— TASK DETAILS —
From the records below, pull every line that contains the string "shirt" and list those lines unchanged.
— START —
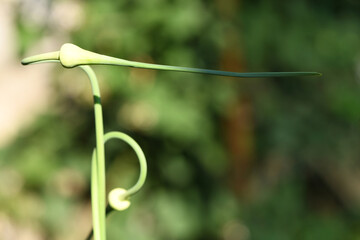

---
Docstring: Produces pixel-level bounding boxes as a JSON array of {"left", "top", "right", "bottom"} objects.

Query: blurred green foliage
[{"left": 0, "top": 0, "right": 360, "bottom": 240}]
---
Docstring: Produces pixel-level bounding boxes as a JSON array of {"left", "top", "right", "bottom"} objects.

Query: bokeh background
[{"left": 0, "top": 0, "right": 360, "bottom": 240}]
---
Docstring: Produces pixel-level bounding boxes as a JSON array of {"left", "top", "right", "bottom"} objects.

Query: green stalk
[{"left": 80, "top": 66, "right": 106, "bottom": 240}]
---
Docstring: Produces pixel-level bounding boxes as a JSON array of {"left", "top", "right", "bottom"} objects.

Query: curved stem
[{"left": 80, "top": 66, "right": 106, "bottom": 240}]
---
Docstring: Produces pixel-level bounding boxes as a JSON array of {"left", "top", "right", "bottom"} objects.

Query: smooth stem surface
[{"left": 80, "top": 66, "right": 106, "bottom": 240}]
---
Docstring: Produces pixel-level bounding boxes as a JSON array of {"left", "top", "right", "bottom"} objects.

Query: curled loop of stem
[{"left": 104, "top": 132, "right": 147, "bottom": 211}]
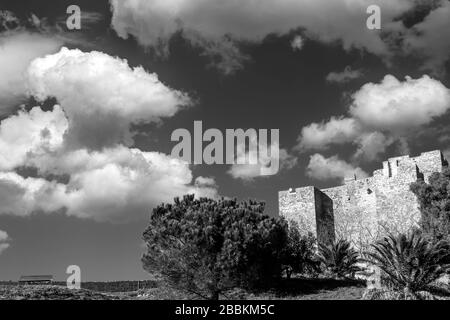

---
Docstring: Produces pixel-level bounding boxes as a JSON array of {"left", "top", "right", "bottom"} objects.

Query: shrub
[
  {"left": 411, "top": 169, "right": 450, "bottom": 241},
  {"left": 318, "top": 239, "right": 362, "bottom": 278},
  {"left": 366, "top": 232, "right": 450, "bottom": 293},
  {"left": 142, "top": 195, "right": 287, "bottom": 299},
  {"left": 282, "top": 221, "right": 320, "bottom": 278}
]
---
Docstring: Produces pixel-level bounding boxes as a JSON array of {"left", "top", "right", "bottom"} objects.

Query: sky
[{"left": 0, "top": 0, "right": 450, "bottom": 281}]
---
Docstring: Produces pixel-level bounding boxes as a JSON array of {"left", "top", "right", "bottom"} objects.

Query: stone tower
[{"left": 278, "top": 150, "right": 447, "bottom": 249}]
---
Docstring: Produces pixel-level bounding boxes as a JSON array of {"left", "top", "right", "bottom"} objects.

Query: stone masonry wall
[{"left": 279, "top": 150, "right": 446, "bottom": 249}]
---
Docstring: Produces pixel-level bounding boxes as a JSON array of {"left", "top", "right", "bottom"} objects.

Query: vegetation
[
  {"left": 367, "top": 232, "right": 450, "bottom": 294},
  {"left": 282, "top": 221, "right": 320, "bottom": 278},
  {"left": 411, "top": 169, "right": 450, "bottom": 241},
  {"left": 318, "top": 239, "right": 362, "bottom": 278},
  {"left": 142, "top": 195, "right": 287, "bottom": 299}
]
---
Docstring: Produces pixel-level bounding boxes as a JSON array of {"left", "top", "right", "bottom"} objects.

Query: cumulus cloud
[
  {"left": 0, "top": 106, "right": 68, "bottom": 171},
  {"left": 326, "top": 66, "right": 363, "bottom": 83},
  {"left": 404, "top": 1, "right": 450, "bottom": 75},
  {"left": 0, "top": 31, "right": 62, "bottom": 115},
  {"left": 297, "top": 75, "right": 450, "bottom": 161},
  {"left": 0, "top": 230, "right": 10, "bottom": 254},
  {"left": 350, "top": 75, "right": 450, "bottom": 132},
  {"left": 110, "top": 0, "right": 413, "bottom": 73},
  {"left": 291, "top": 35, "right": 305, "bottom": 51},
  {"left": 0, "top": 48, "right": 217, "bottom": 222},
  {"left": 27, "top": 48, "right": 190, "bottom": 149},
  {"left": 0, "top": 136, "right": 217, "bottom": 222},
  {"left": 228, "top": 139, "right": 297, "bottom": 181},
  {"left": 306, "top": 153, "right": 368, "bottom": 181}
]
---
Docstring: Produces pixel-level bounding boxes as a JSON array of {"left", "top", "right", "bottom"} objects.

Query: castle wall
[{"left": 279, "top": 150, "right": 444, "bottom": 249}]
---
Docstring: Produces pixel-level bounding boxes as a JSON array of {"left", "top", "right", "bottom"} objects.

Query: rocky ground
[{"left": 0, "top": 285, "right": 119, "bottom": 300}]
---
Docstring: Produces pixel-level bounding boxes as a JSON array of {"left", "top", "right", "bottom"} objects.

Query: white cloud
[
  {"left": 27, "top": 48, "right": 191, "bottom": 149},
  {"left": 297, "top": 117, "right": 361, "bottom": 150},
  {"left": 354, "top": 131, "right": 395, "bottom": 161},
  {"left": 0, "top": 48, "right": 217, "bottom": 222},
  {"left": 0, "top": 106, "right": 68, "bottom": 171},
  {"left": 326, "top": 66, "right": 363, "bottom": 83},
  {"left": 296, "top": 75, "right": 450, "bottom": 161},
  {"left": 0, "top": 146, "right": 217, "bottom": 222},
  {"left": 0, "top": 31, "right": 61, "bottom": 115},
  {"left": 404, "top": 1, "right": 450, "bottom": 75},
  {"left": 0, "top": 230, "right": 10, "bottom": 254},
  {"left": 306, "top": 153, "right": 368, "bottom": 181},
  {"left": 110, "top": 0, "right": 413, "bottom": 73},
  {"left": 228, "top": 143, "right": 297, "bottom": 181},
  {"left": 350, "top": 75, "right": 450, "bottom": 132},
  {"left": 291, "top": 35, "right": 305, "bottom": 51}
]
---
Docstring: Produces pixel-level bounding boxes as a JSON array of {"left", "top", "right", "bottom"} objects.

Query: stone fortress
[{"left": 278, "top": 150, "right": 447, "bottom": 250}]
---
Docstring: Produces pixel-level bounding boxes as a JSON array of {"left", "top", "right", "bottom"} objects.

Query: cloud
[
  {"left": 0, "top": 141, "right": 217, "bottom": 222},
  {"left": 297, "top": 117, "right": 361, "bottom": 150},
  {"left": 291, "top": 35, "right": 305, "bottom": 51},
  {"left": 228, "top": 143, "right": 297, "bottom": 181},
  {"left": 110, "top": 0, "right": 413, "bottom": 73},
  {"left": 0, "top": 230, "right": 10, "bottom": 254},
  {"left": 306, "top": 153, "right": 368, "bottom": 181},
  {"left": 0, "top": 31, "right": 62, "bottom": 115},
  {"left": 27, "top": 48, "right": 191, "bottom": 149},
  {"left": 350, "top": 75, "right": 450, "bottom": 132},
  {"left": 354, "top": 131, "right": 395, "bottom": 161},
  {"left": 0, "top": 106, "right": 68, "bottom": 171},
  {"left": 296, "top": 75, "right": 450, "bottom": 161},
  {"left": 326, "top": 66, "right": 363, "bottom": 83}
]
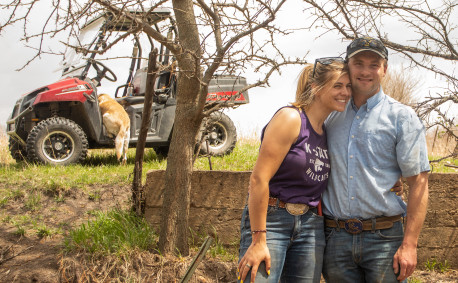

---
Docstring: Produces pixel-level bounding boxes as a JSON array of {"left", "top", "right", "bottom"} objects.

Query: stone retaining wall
— END —
— START —
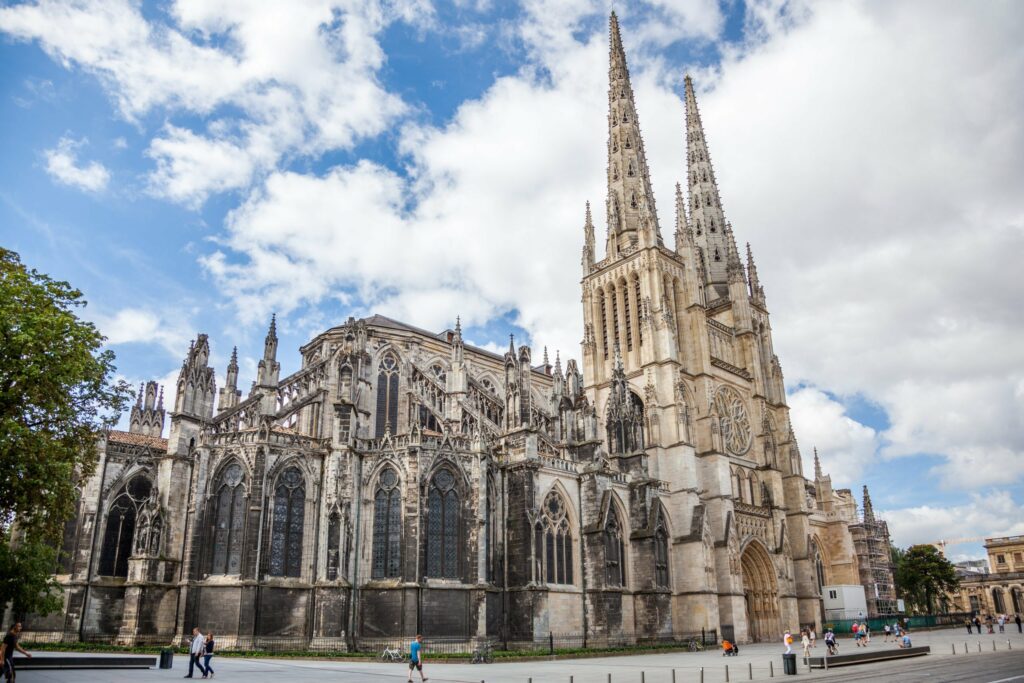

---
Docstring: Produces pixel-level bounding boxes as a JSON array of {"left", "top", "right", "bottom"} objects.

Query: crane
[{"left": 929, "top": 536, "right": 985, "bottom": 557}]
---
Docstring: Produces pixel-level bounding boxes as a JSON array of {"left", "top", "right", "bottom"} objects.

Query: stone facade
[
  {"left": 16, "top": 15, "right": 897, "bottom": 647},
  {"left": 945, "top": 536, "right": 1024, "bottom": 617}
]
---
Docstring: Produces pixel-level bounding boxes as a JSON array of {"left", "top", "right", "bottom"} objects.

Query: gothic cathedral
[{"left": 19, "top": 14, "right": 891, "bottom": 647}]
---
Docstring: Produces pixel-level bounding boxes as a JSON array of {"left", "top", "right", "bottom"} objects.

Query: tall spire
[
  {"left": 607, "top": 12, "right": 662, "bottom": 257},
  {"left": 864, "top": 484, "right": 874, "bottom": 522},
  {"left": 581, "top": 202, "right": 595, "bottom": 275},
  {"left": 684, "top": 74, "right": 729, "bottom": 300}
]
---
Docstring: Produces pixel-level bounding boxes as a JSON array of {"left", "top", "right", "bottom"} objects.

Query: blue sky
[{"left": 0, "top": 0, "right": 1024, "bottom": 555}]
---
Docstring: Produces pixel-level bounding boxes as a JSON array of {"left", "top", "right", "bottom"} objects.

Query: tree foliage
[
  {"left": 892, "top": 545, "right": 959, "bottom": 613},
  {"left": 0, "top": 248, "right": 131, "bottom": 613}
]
— END —
— START —
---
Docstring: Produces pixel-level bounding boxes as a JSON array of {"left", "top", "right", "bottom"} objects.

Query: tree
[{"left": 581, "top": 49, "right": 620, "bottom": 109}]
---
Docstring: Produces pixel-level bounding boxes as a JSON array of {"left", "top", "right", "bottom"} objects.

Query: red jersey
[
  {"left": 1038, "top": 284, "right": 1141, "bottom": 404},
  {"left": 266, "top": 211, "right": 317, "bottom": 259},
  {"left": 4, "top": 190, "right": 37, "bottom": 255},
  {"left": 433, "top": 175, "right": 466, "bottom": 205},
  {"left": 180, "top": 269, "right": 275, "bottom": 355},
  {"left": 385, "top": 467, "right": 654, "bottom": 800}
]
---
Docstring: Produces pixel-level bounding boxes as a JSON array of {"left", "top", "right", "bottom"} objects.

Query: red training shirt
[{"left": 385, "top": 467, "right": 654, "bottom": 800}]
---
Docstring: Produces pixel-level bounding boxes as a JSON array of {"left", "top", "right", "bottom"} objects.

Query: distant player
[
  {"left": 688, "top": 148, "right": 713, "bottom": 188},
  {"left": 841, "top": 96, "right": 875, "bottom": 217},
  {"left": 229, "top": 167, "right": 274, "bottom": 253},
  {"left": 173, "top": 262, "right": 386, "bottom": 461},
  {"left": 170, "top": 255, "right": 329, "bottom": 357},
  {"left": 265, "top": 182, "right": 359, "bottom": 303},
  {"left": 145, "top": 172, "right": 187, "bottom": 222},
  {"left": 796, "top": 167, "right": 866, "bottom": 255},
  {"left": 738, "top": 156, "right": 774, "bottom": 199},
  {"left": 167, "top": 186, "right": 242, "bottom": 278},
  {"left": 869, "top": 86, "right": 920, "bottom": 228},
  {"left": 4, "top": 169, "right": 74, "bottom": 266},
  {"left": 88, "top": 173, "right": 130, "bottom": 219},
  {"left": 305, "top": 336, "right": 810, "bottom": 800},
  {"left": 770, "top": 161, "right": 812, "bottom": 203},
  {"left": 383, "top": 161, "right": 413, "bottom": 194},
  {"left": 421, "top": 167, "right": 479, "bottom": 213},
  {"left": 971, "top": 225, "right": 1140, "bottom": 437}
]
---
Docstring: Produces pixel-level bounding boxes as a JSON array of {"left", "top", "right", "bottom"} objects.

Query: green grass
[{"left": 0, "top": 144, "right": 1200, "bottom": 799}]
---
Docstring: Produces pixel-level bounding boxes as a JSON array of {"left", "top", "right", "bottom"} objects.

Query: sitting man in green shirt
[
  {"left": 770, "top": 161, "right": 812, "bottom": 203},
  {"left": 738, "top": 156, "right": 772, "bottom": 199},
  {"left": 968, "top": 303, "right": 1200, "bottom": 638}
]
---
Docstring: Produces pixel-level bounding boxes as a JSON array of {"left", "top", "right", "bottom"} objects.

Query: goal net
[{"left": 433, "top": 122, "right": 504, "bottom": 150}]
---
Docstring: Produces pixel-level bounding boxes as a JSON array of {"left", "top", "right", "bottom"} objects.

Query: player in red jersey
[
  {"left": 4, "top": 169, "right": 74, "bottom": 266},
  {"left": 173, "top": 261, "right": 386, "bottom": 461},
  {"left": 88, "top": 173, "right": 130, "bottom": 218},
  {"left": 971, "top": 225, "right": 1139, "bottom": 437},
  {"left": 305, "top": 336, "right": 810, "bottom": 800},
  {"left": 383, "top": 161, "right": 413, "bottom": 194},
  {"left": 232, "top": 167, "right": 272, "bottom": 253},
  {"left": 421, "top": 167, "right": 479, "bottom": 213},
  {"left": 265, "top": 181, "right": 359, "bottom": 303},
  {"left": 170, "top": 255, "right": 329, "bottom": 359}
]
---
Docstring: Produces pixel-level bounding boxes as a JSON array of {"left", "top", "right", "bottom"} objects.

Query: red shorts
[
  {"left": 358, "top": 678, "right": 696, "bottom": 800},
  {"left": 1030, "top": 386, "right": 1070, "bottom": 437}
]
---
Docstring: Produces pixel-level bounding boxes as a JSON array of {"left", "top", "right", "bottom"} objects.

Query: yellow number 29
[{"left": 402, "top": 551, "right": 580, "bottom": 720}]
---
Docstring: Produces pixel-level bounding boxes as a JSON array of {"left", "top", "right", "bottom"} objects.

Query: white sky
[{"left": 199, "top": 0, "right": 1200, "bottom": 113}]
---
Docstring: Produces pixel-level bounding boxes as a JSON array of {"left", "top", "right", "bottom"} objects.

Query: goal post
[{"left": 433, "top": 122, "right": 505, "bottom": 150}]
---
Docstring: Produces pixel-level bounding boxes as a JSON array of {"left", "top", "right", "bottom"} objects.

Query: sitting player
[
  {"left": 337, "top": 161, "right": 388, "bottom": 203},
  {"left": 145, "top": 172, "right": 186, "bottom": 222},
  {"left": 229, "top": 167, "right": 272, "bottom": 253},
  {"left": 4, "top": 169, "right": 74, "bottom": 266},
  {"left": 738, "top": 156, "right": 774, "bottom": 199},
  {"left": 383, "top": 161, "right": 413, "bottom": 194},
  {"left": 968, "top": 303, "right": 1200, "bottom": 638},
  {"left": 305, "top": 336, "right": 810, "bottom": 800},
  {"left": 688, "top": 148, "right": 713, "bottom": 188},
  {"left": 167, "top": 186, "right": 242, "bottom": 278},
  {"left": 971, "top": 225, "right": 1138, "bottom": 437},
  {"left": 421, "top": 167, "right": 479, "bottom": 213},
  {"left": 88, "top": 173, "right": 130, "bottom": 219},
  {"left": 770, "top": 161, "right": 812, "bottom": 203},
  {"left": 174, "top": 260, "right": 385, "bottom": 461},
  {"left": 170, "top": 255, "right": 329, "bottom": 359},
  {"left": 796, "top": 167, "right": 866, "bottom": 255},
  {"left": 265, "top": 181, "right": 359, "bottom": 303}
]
— END —
— EXERCISE RESPONSE —
Query: red training shirt
Query: sitting man in green shirt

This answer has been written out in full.